Saved entries
**********
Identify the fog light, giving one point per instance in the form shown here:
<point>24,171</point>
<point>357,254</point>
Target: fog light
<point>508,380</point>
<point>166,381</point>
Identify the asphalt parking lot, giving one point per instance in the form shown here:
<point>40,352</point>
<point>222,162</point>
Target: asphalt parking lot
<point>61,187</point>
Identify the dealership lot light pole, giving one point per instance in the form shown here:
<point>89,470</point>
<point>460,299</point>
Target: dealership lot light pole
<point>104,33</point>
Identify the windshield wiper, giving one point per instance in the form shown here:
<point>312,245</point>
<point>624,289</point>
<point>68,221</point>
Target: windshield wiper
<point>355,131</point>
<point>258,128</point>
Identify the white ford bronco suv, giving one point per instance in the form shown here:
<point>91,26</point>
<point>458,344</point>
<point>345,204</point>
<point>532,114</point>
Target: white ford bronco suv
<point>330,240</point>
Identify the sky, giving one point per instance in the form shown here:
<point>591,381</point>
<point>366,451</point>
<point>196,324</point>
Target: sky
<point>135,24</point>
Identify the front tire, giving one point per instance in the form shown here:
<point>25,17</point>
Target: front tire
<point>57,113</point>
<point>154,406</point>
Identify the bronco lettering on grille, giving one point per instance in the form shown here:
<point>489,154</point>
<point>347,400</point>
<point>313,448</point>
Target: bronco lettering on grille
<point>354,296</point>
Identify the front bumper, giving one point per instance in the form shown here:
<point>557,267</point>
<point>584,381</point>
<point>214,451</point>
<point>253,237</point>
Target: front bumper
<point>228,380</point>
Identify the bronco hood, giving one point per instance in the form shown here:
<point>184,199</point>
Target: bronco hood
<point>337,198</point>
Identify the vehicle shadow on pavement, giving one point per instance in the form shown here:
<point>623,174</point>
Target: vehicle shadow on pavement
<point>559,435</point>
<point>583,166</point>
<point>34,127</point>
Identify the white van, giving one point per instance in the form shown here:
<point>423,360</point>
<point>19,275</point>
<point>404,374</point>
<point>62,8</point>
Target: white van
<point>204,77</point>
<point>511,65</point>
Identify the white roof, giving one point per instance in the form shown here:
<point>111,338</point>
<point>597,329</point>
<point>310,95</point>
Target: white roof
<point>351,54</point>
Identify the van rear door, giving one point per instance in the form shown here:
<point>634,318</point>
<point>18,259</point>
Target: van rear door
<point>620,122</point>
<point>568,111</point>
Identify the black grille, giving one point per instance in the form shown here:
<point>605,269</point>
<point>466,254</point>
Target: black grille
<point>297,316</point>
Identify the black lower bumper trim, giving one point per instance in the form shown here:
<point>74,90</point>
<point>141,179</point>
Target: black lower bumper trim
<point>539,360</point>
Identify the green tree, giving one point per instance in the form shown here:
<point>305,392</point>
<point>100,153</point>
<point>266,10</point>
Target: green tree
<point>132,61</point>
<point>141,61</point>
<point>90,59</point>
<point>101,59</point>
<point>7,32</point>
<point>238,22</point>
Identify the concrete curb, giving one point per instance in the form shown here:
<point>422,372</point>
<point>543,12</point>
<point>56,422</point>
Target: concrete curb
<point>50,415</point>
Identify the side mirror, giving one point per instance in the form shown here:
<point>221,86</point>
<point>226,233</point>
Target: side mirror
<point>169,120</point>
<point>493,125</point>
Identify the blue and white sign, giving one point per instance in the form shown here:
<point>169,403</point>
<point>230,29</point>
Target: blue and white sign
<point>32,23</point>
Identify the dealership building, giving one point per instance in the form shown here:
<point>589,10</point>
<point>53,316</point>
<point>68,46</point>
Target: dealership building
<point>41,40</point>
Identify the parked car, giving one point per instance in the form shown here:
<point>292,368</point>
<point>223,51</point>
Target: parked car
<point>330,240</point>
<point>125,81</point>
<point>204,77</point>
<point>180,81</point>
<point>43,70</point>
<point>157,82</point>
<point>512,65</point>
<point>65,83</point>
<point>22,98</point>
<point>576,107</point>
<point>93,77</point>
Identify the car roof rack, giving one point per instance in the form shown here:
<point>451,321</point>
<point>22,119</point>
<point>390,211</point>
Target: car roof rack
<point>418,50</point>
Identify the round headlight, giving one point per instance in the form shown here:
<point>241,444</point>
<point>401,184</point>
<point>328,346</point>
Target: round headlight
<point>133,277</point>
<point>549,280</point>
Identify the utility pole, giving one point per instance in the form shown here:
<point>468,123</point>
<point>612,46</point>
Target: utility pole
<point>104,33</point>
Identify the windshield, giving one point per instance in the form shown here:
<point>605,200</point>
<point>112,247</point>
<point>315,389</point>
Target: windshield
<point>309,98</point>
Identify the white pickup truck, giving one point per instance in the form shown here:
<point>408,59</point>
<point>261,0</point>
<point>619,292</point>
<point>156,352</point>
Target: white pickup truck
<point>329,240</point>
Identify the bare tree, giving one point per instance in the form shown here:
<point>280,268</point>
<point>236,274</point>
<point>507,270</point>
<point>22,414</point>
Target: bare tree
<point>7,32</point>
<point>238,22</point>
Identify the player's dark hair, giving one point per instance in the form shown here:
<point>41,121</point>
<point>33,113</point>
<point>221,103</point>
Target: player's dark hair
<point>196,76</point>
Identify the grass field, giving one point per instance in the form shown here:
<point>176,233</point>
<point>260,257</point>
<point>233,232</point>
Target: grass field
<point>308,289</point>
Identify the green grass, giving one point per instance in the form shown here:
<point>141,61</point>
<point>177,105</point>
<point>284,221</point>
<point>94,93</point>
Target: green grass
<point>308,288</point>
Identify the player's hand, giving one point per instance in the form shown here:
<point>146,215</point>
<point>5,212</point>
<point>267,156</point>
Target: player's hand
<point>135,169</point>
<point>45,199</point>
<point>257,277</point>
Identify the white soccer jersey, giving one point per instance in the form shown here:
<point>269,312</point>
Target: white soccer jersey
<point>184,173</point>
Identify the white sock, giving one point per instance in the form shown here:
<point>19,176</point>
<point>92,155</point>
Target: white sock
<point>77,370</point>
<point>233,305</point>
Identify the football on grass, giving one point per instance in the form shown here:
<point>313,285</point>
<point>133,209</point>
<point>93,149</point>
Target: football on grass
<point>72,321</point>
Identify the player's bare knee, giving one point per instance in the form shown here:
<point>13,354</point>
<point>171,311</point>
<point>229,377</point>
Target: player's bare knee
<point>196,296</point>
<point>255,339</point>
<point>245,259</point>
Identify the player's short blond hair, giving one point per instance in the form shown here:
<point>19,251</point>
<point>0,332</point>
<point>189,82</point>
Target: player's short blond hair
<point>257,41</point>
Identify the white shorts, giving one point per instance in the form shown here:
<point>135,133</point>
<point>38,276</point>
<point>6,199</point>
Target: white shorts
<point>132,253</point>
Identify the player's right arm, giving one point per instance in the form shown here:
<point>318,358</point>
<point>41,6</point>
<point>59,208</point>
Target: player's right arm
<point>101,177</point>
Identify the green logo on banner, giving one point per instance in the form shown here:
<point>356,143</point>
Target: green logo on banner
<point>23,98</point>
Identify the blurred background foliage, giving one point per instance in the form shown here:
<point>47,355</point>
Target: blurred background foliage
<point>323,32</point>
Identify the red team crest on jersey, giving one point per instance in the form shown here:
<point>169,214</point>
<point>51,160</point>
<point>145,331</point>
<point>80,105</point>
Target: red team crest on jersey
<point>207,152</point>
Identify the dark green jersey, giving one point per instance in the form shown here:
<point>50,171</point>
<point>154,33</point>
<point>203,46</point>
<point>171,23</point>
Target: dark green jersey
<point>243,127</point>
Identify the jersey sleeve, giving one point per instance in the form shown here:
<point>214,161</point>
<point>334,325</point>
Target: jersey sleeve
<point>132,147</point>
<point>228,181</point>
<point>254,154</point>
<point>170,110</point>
**********
TASK GOAL — Transcribe the lines above precisely, keeping each one unchanged.

EXERCISE RESULT —
Identify the fog light, giving one point per instance in the form shown here:
<point>24,171</point>
<point>357,254</point>
Target: fog light
<point>508,380</point>
<point>166,381</point>
Identify the asphalt parking lot, giving one point per instance in the form shown here:
<point>40,352</point>
<point>222,162</point>
Target: asphalt parking lot
<point>61,187</point>
Identify the dealership lot light pole, giving one point per instance in the form shown here:
<point>89,470</point>
<point>460,299</point>
Target: dealership lot light pole
<point>104,33</point>
Identify the windshield wiper, giving one point per instance in the form shown here:
<point>312,245</point>
<point>624,289</point>
<point>68,221</point>
Target: windshield wiper
<point>355,131</point>
<point>258,128</point>
Identify the white ford bronco suv, giving one point per instance in the form shown here:
<point>91,26</point>
<point>458,344</point>
<point>345,204</point>
<point>532,114</point>
Target: white ford bronco suv
<point>330,240</point>
Identify the sky, giving one point per instance in the form shown here:
<point>591,381</point>
<point>366,451</point>
<point>196,324</point>
Target: sky
<point>135,24</point>
Identify the front tire, giving one point per instance in the form shown here:
<point>25,17</point>
Target: front tire
<point>57,113</point>
<point>154,406</point>
Identify the bronco lettering on grille, giving one point per instance in the form shown here:
<point>489,154</point>
<point>347,400</point>
<point>313,448</point>
Target: bronco lettering on grille
<point>354,296</point>
Identify the front bumper, giving one point per instance in the form shown here:
<point>557,267</point>
<point>584,381</point>
<point>214,451</point>
<point>253,237</point>
Target: front bumper
<point>228,380</point>
Identify the bronco hood, giving one point per instance in the form shown here:
<point>184,199</point>
Target: bronco hood
<point>337,198</point>
Identify the vehicle shadow on pavement, giving one point per instance in the form shown here:
<point>623,174</point>
Target: vehicle shadow on pavement
<point>559,435</point>
<point>583,166</point>
<point>34,127</point>
Identify the white van, giving one point per instance in the form shown here:
<point>423,360</point>
<point>19,275</point>
<point>404,374</point>
<point>62,8</point>
Target: white van
<point>204,77</point>
<point>511,65</point>
Identify the white roof, giving one point per instance in the form shown here:
<point>111,338</point>
<point>597,329</point>
<point>310,95</point>
Target: white roof
<point>351,54</point>
Identify the van rear door, giving one point per instance in the form shown here:
<point>634,318</point>
<point>18,259</point>
Target: van rear door
<point>620,122</point>
<point>568,111</point>
Identify the black grille, giving one point per instance in the form shown here:
<point>605,269</point>
<point>466,254</point>
Target: black grille
<point>297,316</point>
Identify the black lower bumper trim, giving one point per instance in the form shown here:
<point>74,90</point>
<point>141,179</point>
Target: black lower bumper trim
<point>539,360</point>
Identify the green tree, giving one point per instance in the form shown here:
<point>305,392</point>
<point>100,153</point>
<point>266,10</point>
Target: green tree
<point>132,61</point>
<point>141,61</point>
<point>90,59</point>
<point>101,59</point>
<point>7,32</point>
<point>238,22</point>
Identify the concrete curb, giving one point per instance in the form shown here:
<point>422,372</point>
<point>543,12</point>
<point>56,422</point>
Target: concrete curb
<point>50,415</point>
Identify the side mirror, giving one point per instance in the form shown here:
<point>221,86</point>
<point>226,233</point>
Target: side mirror
<point>169,120</point>
<point>493,125</point>
Identify the blue and white sign, giving one point per instance in the form shown here:
<point>169,403</point>
<point>230,29</point>
Target: blue and white sign
<point>32,23</point>
Identify the dealership building, giving one point per instance in the form shown here:
<point>589,10</point>
<point>53,316</point>
<point>68,46</point>
Target: dealership building
<point>41,40</point>
Identify the parked car, giving one point per instance in the form shown here:
<point>292,368</point>
<point>223,51</point>
Target: parked car
<point>330,240</point>
<point>125,81</point>
<point>204,77</point>
<point>180,81</point>
<point>43,70</point>
<point>157,82</point>
<point>512,65</point>
<point>65,83</point>
<point>22,98</point>
<point>576,107</point>
<point>93,77</point>
Identify the car roof rack, giving one point per instance in the form shown here:
<point>451,321</point>
<point>22,119</point>
<point>390,211</point>
Target: car roof rack
<point>418,50</point>
Identify the round headlight, giving one point per instance in the form shown here:
<point>241,444</point>
<point>401,184</point>
<point>328,346</point>
Target: round headlight
<point>133,277</point>
<point>549,280</point>
Identify the utility pole, giving one point per instance in the form shown here:
<point>468,123</point>
<point>612,46</point>
Target: utility pole
<point>104,33</point>
Identify the windshield, giving one point per instance in the form shown here:
<point>605,200</point>
<point>112,247</point>
<point>315,389</point>
Target: windshield
<point>309,98</point>
Identify the white pickup truck, giving one point per instance in the form shown here:
<point>408,59</point>
<point>261,0</point>
<point>619,292</point>
<point>156,352</point>
Target: white pickup truck
<point>329,240</point>
Identify the bare tree, giving one point per instance in the form shown here:
<point>280,268</point>
<point>236,274</point>
<point>507,270</point>
<point>22,414</point>
Target: bare tree
<point>7,32</point>
<point>238,22</point>
Identify the player's dark hair, giving one point per instance in the form shown here:
<point>41,121</point>
<point>33,113</point>
<point>221,103</point>
Target: player's dark hair
<point>196,76</point>
Identify the grass field, giving one point per instance in the form shown here:
<point>176,233</point>
<point>260,257</point>
<point>233,232</point>
Target: grass field
<point>308,289</point>
Identify the green grass, giving one point per instance in the form shown here:
<point>141,61</point>
<point>177,105</point>
<point>284,221</point>
<point>94,93</point>
Target: green grass
<point>308,288</point>
Identify the player's hand, giving one point per instance in the form shown here:
<point>146,215</point>
<point>5,212</point>
<point>267,156</point>
Target: player's hand
<point>135,169</point>
<point>45,199</point>
<point>257,277</point>
Identify the white soccer jersey, giving one point per instance in the form shown here:
<point>269,312</point>
Target: white soccer jersey
<point>184,173</point>
Identify the white sock, giving one point per instance in the form shown here:
<point>19,176</point>
<point>92,155</point>
Target: white sock
<point>77,370</point>
<point>233,305</point>
Identify the football on grass, giving one point per instance in the form shown here:
<point>313,285</point>
<point>133,209</point>
<point>93,149</point>
Target: football on grass
<point>72,321</point>
Identify the player's bare knee, giving one point per instance in the form shown here:
<point>13,354</point>
<point>171,311</point>
<point>229,377</point>
Target: player's bare knee
<point>196,296</point>
<point>255,339</point>
<point>245,259</point>
Identify the player's short blond hair, giving one point per instance in the form shown here:
<point>19,251</point>
<point>0,332</point>
<point>189,82</point>
Target: player's short blond hair
<point>257,41</point>
Identify the white shorts, giving one point per instance in the form shown here:
<point>135,133</point>
<point>38,276</point>
<point>6,199</point>
Target: white shorts
<point>132,253</point>
Identify the player's right arm, giving one point per instance in the form shown here:
<point>318,358</point>
<point>41,6</point>
<point>59,208</point>
Target: player's right arm
<point>101,177</point>
Identify the green logo on banner, giving one point per instance in the form shown here:
<point>356,143</point>
Target: green logo on banner
<point>23,98</point>
Identify the blurred background foliage, giving one point per instance in the form shown here:
<point>47,355</point>
Target: blurred background foliage
<point>323,32</point>
Identify the red team crest on jersey, giving one point per instance in the form shown here:
<point>169,214</point>
<point>51,160</point>
<point>145,331</point>
<point>80,105</point>
Target: red team crest on jersey
<point>207,152</point>
Identify the dark green jersey, giving one point per instance in the form shown here:
<point>50,171</point>
<point>154,33</point>
<point>203,46</point>
<point>171,23</point>
Target: dark green jersey
<point>243,127</point>
Identify the jersey sleeve, giving one point per instance in the form shown here:
<point>214,161</point>
<point>334,325</point>
Target: jersey sleeve
<point>132,147</point>
<point>228,181</point>
<point>254,154</point>
<point>170,110</point>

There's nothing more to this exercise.